=== INFORMATION ===

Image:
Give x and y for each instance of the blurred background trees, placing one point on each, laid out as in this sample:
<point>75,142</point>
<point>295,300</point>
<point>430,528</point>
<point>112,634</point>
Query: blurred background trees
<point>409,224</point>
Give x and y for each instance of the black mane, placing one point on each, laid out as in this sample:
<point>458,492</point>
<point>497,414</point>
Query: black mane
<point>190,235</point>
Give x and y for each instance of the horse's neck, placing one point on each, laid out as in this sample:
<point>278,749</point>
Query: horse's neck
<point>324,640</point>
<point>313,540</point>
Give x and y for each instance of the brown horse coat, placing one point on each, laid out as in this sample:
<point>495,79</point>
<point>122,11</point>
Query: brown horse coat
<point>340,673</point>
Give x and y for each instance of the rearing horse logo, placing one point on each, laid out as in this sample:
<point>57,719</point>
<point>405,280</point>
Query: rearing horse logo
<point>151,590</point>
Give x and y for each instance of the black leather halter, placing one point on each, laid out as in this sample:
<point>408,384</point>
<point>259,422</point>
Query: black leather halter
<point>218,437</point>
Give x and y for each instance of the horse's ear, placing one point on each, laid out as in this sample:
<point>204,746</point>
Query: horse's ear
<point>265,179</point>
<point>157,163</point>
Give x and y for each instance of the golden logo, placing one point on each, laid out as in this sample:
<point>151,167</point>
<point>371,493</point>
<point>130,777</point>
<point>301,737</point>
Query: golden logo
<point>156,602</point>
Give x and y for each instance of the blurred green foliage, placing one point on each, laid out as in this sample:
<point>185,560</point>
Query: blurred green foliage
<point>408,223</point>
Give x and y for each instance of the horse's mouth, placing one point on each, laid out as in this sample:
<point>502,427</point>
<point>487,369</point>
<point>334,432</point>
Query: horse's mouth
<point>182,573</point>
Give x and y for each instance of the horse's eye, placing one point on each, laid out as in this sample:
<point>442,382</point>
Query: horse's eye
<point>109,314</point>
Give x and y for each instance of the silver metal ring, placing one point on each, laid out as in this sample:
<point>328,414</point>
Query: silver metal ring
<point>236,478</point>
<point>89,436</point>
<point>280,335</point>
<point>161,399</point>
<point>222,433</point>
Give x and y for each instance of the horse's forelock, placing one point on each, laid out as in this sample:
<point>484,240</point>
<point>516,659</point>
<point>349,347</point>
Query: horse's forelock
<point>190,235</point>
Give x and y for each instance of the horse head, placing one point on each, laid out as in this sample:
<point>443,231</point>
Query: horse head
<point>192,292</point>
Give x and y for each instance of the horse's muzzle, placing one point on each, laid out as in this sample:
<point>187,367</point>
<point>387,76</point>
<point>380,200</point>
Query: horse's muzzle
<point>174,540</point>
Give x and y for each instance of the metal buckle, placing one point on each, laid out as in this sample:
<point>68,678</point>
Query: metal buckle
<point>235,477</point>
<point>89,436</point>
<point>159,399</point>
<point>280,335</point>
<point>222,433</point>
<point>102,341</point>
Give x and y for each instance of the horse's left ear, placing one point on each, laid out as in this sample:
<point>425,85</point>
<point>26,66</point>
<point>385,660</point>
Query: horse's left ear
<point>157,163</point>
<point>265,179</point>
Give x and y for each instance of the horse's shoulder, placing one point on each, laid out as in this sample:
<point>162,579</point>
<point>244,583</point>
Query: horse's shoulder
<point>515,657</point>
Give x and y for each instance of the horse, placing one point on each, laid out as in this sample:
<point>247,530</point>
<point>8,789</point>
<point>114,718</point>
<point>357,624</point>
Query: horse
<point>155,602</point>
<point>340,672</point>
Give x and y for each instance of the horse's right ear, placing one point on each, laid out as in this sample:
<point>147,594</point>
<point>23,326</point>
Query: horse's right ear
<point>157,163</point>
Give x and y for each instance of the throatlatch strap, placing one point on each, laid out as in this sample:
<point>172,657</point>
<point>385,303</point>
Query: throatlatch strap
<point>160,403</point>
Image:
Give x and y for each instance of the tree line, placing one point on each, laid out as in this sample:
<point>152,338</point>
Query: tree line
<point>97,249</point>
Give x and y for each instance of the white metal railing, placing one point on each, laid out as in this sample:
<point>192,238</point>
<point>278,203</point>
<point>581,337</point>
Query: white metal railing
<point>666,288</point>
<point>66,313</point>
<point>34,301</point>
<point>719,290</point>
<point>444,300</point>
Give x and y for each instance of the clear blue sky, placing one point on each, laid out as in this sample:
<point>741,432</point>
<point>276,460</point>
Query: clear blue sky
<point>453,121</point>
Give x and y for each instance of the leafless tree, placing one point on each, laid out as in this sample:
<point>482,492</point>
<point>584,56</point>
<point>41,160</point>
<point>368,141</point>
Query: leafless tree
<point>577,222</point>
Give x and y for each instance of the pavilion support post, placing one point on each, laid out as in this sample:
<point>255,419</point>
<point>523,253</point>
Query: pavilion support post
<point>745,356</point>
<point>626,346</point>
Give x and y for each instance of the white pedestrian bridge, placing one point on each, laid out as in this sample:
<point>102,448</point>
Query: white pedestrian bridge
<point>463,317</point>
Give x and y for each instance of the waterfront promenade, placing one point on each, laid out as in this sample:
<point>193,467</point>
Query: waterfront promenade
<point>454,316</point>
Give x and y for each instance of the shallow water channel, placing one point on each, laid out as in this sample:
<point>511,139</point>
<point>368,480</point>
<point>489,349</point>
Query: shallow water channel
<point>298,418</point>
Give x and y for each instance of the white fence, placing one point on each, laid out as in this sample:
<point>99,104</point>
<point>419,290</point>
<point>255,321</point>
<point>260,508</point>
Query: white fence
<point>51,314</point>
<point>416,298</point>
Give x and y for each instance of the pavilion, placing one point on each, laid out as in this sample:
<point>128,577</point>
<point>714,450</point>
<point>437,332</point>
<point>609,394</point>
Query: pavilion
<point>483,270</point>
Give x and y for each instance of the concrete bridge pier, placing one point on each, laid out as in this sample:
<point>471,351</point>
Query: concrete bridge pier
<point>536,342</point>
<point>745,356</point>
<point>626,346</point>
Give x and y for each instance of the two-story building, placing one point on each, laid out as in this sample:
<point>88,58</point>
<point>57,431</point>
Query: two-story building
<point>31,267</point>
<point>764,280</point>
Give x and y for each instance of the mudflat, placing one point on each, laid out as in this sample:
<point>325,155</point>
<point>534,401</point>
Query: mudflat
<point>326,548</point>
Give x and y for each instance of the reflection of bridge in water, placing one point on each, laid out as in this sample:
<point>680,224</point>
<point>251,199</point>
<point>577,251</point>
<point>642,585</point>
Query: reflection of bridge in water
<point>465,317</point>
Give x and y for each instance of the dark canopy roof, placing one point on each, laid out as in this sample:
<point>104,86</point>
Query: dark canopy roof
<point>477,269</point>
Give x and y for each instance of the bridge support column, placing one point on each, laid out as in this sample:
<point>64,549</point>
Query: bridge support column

===

Write out each entry once more, exactly as it was given.

— YOUR SOLUTION —
Image:
Give x and y for each instance of the blurred background trees, placing one point on each, laid out as in this sample:
<point>75,142</point>
<point>295,300</point>
<point>430,528</point>
<point>112,634</point>
Query: blurred background trees
<point>409,224</point>
Give x and y for each instance of the black mane, placing one point on each, laid out as in this sample:
<point>458,492</point>
<point>497,414</point>
Query: black mane
<point>190,235</point>
Give x and y for each instance of the horse's neck, placing one point on each, laid out as in this sample:
<point>278,749</point>
Query: horse's neck
<point>324,640</point>
<point>313,540</point>
Give x and y for each instance of the brown horse coat, placing one point on each, laid out as in this sample:
<point>495,79</point>
<point>122,11</point>
Query: brown horse coat
<point>340,673</point>
Give x and y for each instance of the rearing horse logo, placing one point on each, laid out as in this sample:
<point>57,719</point>
<point>405,280</point>
Query: rearing horse logo
<point>151,590</point>
Give x and y for each instance of the black leather halter, placing one point on each, laid out as in this sample:
<point>408,384</point>
<point>259,422</point>
Query: black leather halter
<point>218,437</point>
Give x and y for each instance of the horse's ear, placing one point on each, laid out as in this sample:
<point>204,746</point>
Query: horse's ear
<point>265,179</point>
<point>157,163</point>
Give x and y for each instance of the golden logo, placing one point on each, laid out as in this sample:
<point>151,167</point>
<point>371,493</point>
<point>130,777</point>
<point>301,737</point>
Query: golden logo
<point>156,602</point>
Give x and y for each instance of the blurred green foliage, placing one point on each, laid out as in this sample:
<point>185,560</point>
Query: blurred green foliage
<point>408,223</point>
Give x and y for each instance of the horse's mouth, placing one point on each, laid out as in this sample:
<point>502,427</point>
<point>487,369</point>
<point>334,432</point>
Query: horse's mouth
<point>182,573</point>
Give x and y for each instance of the horse's eye, placing one point on each, laid out as in this sample:
<point>442,382</point>
Query: horse's eye
<point>109,314</point>
Give x and y for each instance of the silver metal ring, placing one point on each, laid out as in this sample:
<point>328,414</point>
Query: silver metal ring
<point>236,478</point>
<point>89,436</point>
<point>280,335</point>
<point>161,399</point>
<point>222,433</point>
Give x and y for each instance of the horse's forelock, placing one point on each, laid out as in this sample:
<point>484,240</point>
<point>516,659</point>
<point>349,347</point>
Query: horse's forelock
<point>190,235</point>
Give x and y for each instance of the horse head, placing one point on each, laid out as in this sample:
<point>443,231</point>
Query: horse head
<point>192,292</point>
Give x and y for each instance of the horse's muzzle, placing one point on each, laid out as in this sample:
<point>187,367</point>
<point>387,76</point>
<point>380,200</point>
Query: horse's muzzle
<point>174,540</point>
Give x and y for each instance of the metal buckle, placing one point on each, laid out as in this sample:
<point>68,678</point>
Query: metal buckle
<point>235,477</point>
<point>89,436</point>
<point>159,399</point>
<point>280,335</point>
<point>222,433</point>
<point>102,341</point>
Give x and y for each instance of the horse's left ear, placing one point on each, laid out as in this sample:
<point>425,85</point>
<point>26,66</point>
<point>385,660</point>
Query: horse's left ear
<point>157,163</point>
<point>265,179</point>
Give x and y for each instance of the horse's shoulder, placing one point on each, laid out as in this sample:
<point>162,579</point>
<point>244,583</point>
Query: horse's shoulder
<point>515,657</point>
Give x and y for each instance of the horse, placing one point on each, laid out as in this sample:
<point>247,530</point>
<point>8,789</point>
<point>114,718</point>
<point>357,624</point>
Query: horse
<point>155,602</point>
<point>340,672</point>
Give x and y for each instance of the horse's right ear, placing one point on each, laid out as in this sample:
<point>147,594</point>
<point>23,326</point>
Query: horse's right ear
<point>157,163</point>
Give x and y for each instance of the throatlatch strap, placing one point on each, laid out as in this sample:
<point>172,657</point>
<point>385,303</point>
Query: throatlatch strap
<point>160,403</point>
Image:
Give x and y for each instance of the tree line, placing one point on each, laid out as in this sample:
<point>152,338</point>
Query: tree line
<point>97,249</point>
Give x and y for each instance of the white metal railing, placing one point on each, laid out as in this sample:
<point>192,238</point>
<point>278,203</point>
<point>581,337</point>
Query: white metal railing
<point>666,288</point>
<point>66,313</point>
<point>34,301</point>
<point>719,290</point>
<point>444,300</point>
Give x and y for each instance of the clear blue sky, placing one point on each, laid out as in this sample:
<point>741,432</point>
<point>276,460</point>
Query: clear blue sky
<point>453,121</point>
Give x and y for each instance of the leafless tree, placing one point on each, laid out as in this sample:
<point>482,492</point>
<point>584,56</point>
<point>41,160</point>
<point>368,141</point>
Query: leafless tree
<point>577,222</point>
Give x and y for each instance of the pavilion support post, placing one point on each, laid out as in this sample:
<point>255,419</point>
<point>523,253</point>
Query: pavilion support post
<point>745,356</point>
<point>626,346</point>
Give x and y for each instance of the white pedestrian bridge, placing one point on each, laid out as in this sample:
<point>102,448</point>
Query: white pedestrian bridge
<point>463,317</point>
Give x and y for each instance of the waterfront promenade, placing one point on each, laid out as in this sample:
<point>193,467</point>
Query: waterfront promenade
<point>454,316</point>
Give x and y for each instance of the shallow water channel, placing one point on each, laid out as in this sample:
<point>511,139</point>
<point>368,480</point>
<point>489,349</point>
Query: shallow water channel
<point>298,418</point>
Give x and y for each instance of the white fence, placing one point on each, laid out as in this sample:
<point>99,104</point>
<point>419,290</point>
<point>255,321</point>
<point>260,508</point>
Query: white fence
<point>51,314</point>
<point>416,298</point>
Give x and y for each instance of the pavilion, placing one point on each, laid out as in this sample:
<point>128,577</point>
<point>714,450</point>
<point>437,332</point>
<point>609,394</point>
Query: pavilion
<point>483,270</point>
Give x and y for each instance of the concrete bridge pier, placing one point on each, laid out as in this sample:
<point>471,351</point>
Query: concrete bridge pier
<point>536,342</point>
<point>745,356</point>
<point>626,346</point>
Give x and y for each instance of the two-story building, placing one point on each, laid out as in this sample:
<point>88,58</point>
<point>57,431</point>
Query: two-story building
<point>31,267</point>
<point>764,280</point>
Give x and y for each instance of the mudflat, placing one point on each, laid out as in this sample:
<point>325,155</point>
<point>534,401</point>
Query: mudflat
<point>326,548</point>
Give x and y for each instance of the reflection of bridge in water, placing one point on each, laid out as in this sample:
<point>680,224</point>
<point>251,199</point>
<point>577,251</point>
<point>642,585</point>
Query: reflection of bridge in water
<point>465,317</point>
Give x and y for each instance of the dark canopy roof, placing one point on each, laid out as in this sample:
<point>104,86</point>
Query: dark canopy roof
<point>477,269</point>
Give x and y for each instance of the bridge support column, placing one point on each, laid out as in this sample:
<point>64,549</point>
Query: bridge support column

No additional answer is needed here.